══ Data ══

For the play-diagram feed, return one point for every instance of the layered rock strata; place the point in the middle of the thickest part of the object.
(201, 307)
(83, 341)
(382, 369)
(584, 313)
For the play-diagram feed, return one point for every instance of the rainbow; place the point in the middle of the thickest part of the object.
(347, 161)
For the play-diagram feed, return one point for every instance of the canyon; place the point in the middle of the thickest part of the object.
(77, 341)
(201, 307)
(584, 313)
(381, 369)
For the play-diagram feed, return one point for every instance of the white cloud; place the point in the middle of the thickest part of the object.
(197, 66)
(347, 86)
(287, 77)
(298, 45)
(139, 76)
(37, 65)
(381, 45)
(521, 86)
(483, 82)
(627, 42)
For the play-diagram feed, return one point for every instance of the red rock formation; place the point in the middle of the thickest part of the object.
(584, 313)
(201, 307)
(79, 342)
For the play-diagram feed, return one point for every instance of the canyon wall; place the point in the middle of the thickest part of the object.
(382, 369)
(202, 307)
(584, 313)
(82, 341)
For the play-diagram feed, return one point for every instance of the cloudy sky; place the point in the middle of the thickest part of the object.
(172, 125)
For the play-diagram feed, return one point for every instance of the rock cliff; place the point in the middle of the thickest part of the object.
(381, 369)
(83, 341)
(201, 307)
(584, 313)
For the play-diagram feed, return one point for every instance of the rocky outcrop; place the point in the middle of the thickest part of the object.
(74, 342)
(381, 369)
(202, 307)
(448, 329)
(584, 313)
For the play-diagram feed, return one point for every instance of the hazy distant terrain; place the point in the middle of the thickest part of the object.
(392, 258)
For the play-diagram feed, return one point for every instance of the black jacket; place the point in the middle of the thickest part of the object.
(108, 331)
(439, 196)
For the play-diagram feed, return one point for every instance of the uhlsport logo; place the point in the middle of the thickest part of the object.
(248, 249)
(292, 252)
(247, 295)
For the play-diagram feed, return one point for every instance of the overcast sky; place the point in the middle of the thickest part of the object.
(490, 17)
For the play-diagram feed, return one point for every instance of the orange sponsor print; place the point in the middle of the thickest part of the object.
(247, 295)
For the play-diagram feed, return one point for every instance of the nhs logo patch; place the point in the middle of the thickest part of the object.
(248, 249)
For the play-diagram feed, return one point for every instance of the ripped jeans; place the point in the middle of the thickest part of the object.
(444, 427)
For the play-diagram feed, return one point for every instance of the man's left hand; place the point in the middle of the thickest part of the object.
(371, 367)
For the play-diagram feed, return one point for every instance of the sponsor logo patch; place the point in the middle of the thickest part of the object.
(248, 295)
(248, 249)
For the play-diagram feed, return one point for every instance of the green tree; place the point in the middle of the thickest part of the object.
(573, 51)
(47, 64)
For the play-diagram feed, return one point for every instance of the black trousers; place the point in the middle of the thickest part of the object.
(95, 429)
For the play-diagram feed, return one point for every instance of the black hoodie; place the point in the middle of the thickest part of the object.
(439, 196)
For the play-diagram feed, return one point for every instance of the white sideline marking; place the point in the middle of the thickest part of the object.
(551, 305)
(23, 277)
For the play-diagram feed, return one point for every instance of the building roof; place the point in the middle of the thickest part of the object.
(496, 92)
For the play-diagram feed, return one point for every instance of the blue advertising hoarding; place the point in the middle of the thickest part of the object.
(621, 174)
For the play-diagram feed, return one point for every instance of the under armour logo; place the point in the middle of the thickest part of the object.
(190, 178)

═══

§ **Short problem**: Arrange all of the entries above as a Markdown table with two columns, Row and Line. Give each line its own numbered row and leave out blank lines.

§ **Solution for this exercise**:
| Row | Line |
|---|---|
| 1 | For the play-diagram feed, return one point for every instance of the layered rock strata; place the point in the middle of the thickest part of the object. |
| 2 | (201, 307) |
| 3 | (83, 341) |
| 4 | (382, 369) |
| 5 | (584, 313) |
| 6 | For the play-diagram feed, return one point for every instance of the rainbow; place the point in the middle of the thickest part of the object. |
| 7 | (347, 161) |
| 8 | For the play-diagram feed, return one point for every instance of the canyon; place the point in the middle of the thickest part of the object. |
| 9 | (77, 341) |
| 10 | (201, 307) |
| 11 | (584, 313) |
| 12 | (381, 369) |
| 13 | For the play-diagram feed, return one point for every instance of the white cloud; place the point in the middle of the thickest part of the object. |
| 14 | (197, 66) |
| 15 | (347, 86) |
| 16 | (287, 77) |
| 17 | (298, 45) |
| 18 | (139, 76) |
| 19 | (37, 65) |
| 20 | (381, 45) |
| 21 | (521, 86) |
| 22 | (483, 82) |
| 23 | (627, 42) |
| 24 | For the play-diagram feed, return one point for every instance of the red rock formation; place the point in the middle of the thickest part of the object. |
| 25 | (584, 313) |
| 26 | (201, 307) |
| 27 | (79, 342) |
| 28 | For the play-diagram feed, return one point for every instance of the canyon wall; place the point in the middle of the thickest part of the object. |
| 29 | (382, 369) |
| 30 | (202, 307) |
| 31 | (584, 313) |
| 32 | (82, 341) |
| 33 | For the play-diagram feed, return one point for every instance of the cloudy sky; place the point in the middle of the thickest part of the object. |
| 34 | (172, 125) |
| 35 | For the play-diagram feed, return one point for every instance of the rock cliff; place the point in the middle of the thickest part of the object. |
| 36 | (381, 369) |
| 37 | (83, 341) |
| 38 | (201, 307) |
| 39 | (584, 313) |
| 40 | For the play-diagram feed, return one point for every instance of the rocky outcrop; place the point in the middle of the thickest part of the object. |
| 41 | (74, 342) |
| 42 | (381, 369) |
| 43 | (202, 307) |
| 44 | (448, 329) |
| 45 | (584, 313) |
| 46 | For the play-diagram feed, return one point for every instance of the hazy distant terrain; place the point in the middle of the thickest part of the object. |
| 47 | (392, 258) |
| 48 | For the play-diagram feed, return one point for every instance of the black jacket; place the point in the middle of the thickest part of the object. |
| 49 | (108, 331) |
| 50 | (439, 196) |
| 51 | For the play-diagram feed, return one point for every instance of the uhlsport logo; place the point in the middle of the thickest part of the object. |
| 52 | (248, 249) |
| 53 | (292, 252) |
| 54 | (247, 295) |
| 55 | For the play-diagram feed, return one point for every instance of the overcast sky; place the point in the middle of the thickest part of the object. |
| 56 | (490, 17) |
| 57 | For the play-diagram feed, return one point for every instance of the orange sponsor print; place the point in the middle of the thickest part of the object. |
| 58 | (247, 295) |
| 59 | For the play-diagram feed, return one point for every instance of the nhs logo patch; place the point in the middle of the thickest part of the object. |
| 60 | (248, 249) |
| 61 | For the play-diagram feed, return one point for every instance of the ripped jeans; place the point in the middle of the thickest part of the object. |
| 62 | (444, 427) |
| 63 | For the play-diagram feed, return one point for every instance of the man's left hand; place the point in the middle of the thickest part of the object. |
| 64 | (371, 367) |
| 65 | For the play-diagram feed, return one point for every instance of the sponsor logo patch; place the point in the middle of the thickest part of the object. |
| 66 | (248, 295) |
| 67 | (248, 249) |
| 68 | For the play-diagram feed, return one point for every instance of the green tree; place the point in the middle of the thickest part of the object. |
| 69 | (573, 51) |
| 70 | (47, 64) |
| 71 | For the play-diagram feed, return one point for every instance of the black trousers; place the point in the middle of the thickest part of the object. |
| 72 | (95, 429) |
| 73 | For the play-diagram feed, return one point for every instance of the black hoodie; place the point in the middle of the thickest part of the object. |
| 74 | (439, 196) |
| 75 | For the play-diagram feed, return one point for every instance of the white sideline marking; place the point in the middle of the thickest part of the object. |
| 76 | (551, 305) |
| 77 | (23, 277) |
| 78 | For the play-diagram feed, return one point for every instance of the building roof; place the point in the middle of the thickest part of the object. |
| 79 | (496, 92) |
| 80 | For the play-diagram feed, return one point for every instance of the blue advertising hoarding; place the point in the middle of the thickest part of the object. |
| 81 | (621, 174) |
| 82 | For the play-diagram feed, return one point for every instance of the under armour logo; place the point in the middle of the thickest part of the object. |
| 83 | (190, 178) |